Work task:
In the court opinion below, set down word for word the stretch from "When appellant was" through "conscientious objector's exemption.".

Extracted text:

On January 15, 1957, the Department of Justice transmitted to the appeal board a lengthy letter summarizing information obtained from the Selective Service file and from a résumé of the reports presented to the hearing officer by investigating officers and others. The letter of the Department concluded that the appellant was not sincere in his conscientious objection to participation in combatant and non-combatant military training and service and recommended that the appeal be not sustained. The board proceeded to reject the appeal and continued him in Class 1-A.

2

It was stipulated and conceded that although appellant was ordered to report for induction he refused to do so. The appeal from his conviction is based upon the contention that there was no basis in fact for classifying him in Class 1-A; and that the denial of his classification as conscientious objector was arbitrary, capricious and without basis in fact.

3

When appellant was first given the ministerial classification he was in attendance at what was known as the "Bethel Family and Headquarters Staff" of the Watchtower Bible & Tract Society at Brooklyn, New York, where he appears to have been engaged in ministerial activities and as a student of the ministry. Later he ceased his activities there and engaged in primarily secular employment at Sacramento, California, and elsewhere. This is what led the board to seek answers to its further questionnaire. At any rate, there is no contention, and there could not be, that the appellant was entitled to any ministerial classification. The primary question concerns his claim of a conscientious objector's exemption.

4

The test which the court below was required to apply in passing upon the validity of the appellant's classification is that set forth in Witmer v. United States, 348 U.S. 375, 381-382, 75 S.Ct. 392, 396, 99 L.Ed. 428, as follows: "Here the registrant cannot make out a prima facie case from objective facts alone, because the ultimate question in conscientious objector cases is the sincerity of the registrant in objecting, on religious grounds, to participation in war in any form. In these cases, objective facts are relevant only insofar as they help in determining the sincerity of the registrant in his claimed belief, purely a subjective question. In conscientious objector cases, therefore, any fact which casts doubt on the veracity of the registrant is relevant. It is `affirmative evidence * * * that a registrant has not painted a complete or accurate picture * *.' * * * If, as here, the issue is the registrant's sincerity and good faith belief, then there must be some inference of insincerity or bad faith."

Stored data entries:

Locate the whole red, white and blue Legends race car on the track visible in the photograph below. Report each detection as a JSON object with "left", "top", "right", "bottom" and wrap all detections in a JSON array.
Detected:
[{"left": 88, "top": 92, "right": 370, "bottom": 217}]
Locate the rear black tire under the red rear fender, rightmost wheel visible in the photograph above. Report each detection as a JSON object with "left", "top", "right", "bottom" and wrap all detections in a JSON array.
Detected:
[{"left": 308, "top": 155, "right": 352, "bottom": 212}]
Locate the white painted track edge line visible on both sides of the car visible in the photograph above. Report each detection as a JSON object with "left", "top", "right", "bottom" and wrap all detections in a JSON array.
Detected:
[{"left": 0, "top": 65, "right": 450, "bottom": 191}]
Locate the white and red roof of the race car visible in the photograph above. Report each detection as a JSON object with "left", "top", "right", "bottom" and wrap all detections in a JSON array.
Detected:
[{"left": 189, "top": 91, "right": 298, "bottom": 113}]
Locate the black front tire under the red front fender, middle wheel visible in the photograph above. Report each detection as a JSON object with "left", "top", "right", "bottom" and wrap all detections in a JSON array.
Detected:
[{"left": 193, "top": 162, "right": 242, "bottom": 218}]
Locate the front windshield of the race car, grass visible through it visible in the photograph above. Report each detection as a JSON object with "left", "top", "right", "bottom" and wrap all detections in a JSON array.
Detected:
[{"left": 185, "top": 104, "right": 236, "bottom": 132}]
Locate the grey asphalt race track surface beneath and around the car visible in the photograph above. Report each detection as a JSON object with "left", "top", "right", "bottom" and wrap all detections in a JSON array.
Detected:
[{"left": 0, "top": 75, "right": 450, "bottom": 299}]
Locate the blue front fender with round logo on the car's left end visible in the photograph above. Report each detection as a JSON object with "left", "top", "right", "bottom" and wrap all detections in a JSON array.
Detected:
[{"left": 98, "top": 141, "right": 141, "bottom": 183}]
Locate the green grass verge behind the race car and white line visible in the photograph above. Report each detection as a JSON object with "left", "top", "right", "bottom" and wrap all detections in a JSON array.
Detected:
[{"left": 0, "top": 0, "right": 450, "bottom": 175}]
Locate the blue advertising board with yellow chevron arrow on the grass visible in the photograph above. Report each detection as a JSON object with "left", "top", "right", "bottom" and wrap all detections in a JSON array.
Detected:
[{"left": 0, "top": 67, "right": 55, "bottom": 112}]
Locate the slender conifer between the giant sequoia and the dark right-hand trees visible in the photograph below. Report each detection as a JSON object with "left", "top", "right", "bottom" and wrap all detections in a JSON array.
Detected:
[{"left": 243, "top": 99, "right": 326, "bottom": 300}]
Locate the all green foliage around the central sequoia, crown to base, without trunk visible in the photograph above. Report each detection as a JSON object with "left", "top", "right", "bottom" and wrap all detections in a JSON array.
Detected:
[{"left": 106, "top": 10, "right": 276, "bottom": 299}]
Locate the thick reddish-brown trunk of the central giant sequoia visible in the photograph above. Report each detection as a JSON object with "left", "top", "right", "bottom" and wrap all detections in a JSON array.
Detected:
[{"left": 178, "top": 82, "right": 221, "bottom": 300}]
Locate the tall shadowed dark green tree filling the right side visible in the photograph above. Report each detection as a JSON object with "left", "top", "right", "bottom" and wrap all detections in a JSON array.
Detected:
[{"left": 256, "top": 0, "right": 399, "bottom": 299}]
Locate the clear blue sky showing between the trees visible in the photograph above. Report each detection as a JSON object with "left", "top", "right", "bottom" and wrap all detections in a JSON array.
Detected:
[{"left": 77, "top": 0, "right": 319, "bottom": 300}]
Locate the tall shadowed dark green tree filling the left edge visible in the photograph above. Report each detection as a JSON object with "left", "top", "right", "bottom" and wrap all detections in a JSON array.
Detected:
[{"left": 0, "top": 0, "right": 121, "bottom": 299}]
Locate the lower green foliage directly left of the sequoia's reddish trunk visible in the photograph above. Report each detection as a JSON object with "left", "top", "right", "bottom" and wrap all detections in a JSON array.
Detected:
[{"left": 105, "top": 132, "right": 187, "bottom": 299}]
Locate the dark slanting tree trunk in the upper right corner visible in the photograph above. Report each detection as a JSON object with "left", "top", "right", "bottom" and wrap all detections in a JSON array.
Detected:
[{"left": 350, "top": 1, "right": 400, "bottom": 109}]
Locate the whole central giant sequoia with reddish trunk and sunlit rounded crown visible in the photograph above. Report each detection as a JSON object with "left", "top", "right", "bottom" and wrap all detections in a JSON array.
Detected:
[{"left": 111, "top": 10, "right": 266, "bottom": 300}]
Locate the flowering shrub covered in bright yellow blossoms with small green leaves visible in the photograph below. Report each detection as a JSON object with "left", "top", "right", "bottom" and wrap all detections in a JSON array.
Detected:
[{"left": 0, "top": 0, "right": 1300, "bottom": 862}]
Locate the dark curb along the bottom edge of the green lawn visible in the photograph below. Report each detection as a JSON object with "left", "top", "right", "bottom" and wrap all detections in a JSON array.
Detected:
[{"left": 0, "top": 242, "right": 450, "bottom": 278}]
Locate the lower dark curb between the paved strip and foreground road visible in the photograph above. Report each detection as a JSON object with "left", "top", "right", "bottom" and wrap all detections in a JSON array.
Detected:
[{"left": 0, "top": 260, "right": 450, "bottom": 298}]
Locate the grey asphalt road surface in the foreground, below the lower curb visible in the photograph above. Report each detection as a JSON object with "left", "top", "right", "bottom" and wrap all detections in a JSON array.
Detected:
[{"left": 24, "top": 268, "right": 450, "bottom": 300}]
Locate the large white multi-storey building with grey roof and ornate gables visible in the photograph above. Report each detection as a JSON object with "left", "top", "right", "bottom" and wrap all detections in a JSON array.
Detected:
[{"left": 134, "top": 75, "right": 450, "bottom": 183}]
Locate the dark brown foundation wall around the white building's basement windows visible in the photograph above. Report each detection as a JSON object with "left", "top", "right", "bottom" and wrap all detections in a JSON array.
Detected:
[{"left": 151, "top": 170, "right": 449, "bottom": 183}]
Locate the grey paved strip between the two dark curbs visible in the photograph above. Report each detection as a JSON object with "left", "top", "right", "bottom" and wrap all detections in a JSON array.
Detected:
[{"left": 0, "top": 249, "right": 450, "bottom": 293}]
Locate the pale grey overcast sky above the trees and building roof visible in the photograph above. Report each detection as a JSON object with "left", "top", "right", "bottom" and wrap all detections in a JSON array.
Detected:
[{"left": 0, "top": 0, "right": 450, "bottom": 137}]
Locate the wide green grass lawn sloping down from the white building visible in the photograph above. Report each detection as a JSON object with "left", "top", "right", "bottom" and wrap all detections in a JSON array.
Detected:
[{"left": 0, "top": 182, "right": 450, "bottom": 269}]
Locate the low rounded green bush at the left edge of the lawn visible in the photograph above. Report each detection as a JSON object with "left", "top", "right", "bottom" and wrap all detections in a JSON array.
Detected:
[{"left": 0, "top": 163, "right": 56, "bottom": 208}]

Answer to this task:
When appellant was first given the ministerial classification he was in attendance at what was known as the "Bethel Family and Headquarters Staff" of the Watchtower Bible & Tract Society at Brooklyn, New York, where he appears to have been engaged in ministerial activities and as a student of the ministry. Later he ceased his activities there and engaged in primarily secular employment at Sacramento, California, and elsewhere. This is what led the board to seek answers to its further questionnaire. At any rate, there is no contention, and there could not be, that the appellant was entitled to any ministerial classification. The primary question concerns his claim of a conscientious objector's exemption.